PROBLEM DETAILS: Repeat, without any change, the entries presented below.

Stored entries
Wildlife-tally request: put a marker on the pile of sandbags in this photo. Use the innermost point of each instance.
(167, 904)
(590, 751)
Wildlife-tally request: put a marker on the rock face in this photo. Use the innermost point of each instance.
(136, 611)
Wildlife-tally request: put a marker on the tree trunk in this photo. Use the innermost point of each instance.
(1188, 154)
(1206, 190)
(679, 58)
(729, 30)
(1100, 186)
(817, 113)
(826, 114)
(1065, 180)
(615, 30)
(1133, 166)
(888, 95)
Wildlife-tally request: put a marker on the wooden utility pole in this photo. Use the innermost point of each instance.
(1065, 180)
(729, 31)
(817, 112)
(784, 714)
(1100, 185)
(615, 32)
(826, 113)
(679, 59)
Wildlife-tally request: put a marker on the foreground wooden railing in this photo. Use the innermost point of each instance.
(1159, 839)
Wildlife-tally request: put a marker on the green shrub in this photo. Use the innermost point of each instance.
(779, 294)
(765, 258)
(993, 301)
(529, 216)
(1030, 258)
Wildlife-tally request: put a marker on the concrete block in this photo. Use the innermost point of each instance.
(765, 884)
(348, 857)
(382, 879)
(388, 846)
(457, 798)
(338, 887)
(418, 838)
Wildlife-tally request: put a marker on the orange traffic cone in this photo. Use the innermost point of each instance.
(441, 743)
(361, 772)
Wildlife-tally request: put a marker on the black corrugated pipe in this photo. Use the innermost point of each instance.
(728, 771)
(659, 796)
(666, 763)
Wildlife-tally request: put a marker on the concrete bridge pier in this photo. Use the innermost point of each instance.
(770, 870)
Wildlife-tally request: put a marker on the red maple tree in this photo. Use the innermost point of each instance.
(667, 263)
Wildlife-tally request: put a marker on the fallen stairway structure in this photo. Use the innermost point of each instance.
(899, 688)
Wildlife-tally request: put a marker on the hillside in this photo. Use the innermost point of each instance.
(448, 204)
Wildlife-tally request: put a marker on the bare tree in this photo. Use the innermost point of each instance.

RESULT:
Wildlife-tally request: put a marker on the pile of sandbags in this photo. Use the innermost point of each instance.
(167, 904)
(590, 751)
Wildlife-tally request: put a marker on the rock face in this photo. Use the innermost point of each instance.
(136, 611)
Wildlife-tally request: put a marker on the tree trunk in this photo. Use the innermost point of each instance.
(1188, 154)
(1206, 190)
(679, 58)
(729, 30)
(1100, 186)
(817, 113)
(826, 114)
(1065, 180)
(615, 30)
(1133, 166)
(888, 95)
Wildlife-tally request: put a marker on the wooden utility pole in this photo. Use the innermost point of each instance.
(1065, 180)
(729, 31)
(817, 112)
(784, 714)
(1100, 185)
(615, 32)
(826, 113)
(679, 59)
Wildlife-tally request: put a marker on the foreground wooden railing in this photo. Use the innermost point of each instance.
(1159, 839)
Wildlife-tally request: put a marker on the green shrub in this photo. Use the innermost point of each instance.
(779, 294)
(765, 258)
(993, 301)
(529, 216)
(1030, 258)
Wildlife-tally request: put a marker on the concrete block in this photo. Use the innermost point of each instance.
(765, 884)
(348, 857)
(382, 879)
(388, 846)
(457, 798)
(338, 887)
(418, 838)
Wildlife-tally request: put a marker on the orange traffic cone in this photo. Use the innermost point of each instance.
(441, 743)
(361, 772)
Wildlife-tally request: put a marker on the black corrugated pipe in this photo. Use the innermost point of each instance.
(728, 771)
(659, 796)
(666, 763)
Wildlife-tally request: put a marker on the concrete bridge pier in this photo. Use the innermost point of each instance.
(770, 870)
Wildlife-tally request: put a marker on the red maple tree in this photo. Use the innermost point of each instance.
(667, 263)
Wildlife-tally request: put a marker on the fallen stairway structure in this photo. Use the innermost point of each instance.
(899, 688)
Wildlife-tally request: put a marker on the hillside in this photo. Use the innermost point of each instance.
(448, 204)
Wildlife-tally request: put a marker on the bare tree in this photo. Use the innermost point of each instance.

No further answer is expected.